::: Provided records

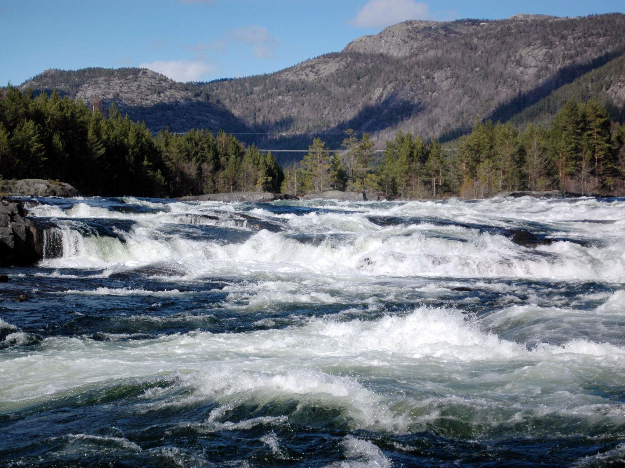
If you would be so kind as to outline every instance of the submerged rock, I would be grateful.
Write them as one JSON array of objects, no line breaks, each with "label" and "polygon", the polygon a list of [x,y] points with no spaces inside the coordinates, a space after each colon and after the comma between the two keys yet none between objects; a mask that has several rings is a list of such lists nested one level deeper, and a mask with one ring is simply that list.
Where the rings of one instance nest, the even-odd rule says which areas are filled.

::::::
::: Provided records

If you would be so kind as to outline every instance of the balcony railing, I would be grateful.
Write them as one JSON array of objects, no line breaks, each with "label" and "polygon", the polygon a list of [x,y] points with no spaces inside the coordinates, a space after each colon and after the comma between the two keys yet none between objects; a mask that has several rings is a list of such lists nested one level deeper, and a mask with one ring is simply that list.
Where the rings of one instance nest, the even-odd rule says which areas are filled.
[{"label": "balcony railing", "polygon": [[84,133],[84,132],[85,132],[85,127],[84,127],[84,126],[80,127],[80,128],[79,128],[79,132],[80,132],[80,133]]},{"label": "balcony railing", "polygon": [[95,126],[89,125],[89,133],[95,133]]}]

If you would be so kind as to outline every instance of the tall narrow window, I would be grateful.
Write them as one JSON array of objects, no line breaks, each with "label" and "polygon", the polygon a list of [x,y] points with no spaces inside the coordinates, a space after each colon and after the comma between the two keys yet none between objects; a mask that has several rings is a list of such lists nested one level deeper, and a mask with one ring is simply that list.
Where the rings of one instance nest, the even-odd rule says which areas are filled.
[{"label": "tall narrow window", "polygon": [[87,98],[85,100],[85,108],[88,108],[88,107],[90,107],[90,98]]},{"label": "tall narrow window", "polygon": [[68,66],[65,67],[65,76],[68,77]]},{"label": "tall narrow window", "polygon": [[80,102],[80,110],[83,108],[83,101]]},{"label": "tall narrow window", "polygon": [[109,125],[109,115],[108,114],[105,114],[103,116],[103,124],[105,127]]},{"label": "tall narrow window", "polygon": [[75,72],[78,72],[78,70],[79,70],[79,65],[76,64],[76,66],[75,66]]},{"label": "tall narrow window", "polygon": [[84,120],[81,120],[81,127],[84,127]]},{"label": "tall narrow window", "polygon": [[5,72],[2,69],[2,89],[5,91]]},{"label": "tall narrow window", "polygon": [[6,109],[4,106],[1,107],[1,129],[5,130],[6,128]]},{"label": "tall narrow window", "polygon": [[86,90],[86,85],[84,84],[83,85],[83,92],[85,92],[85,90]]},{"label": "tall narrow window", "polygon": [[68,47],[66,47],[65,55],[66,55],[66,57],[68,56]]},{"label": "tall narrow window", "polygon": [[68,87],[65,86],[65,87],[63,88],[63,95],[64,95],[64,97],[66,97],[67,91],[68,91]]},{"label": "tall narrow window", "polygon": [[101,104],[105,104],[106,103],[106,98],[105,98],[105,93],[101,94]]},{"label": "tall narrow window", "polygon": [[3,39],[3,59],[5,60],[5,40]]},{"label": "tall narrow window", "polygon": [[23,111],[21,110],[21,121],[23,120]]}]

::::::

# Written instruction:
Report every line of the data above that contains the string "outline".

# Correct answer:
If you would be so kind as to outline every instance of the submerged rock, I would be grateful.
If you would be so kind as to outline every instance of the balcony railing, I would be grateful.
If you would be so kind as to outline every instance of the tall narrow window, I would be grateful.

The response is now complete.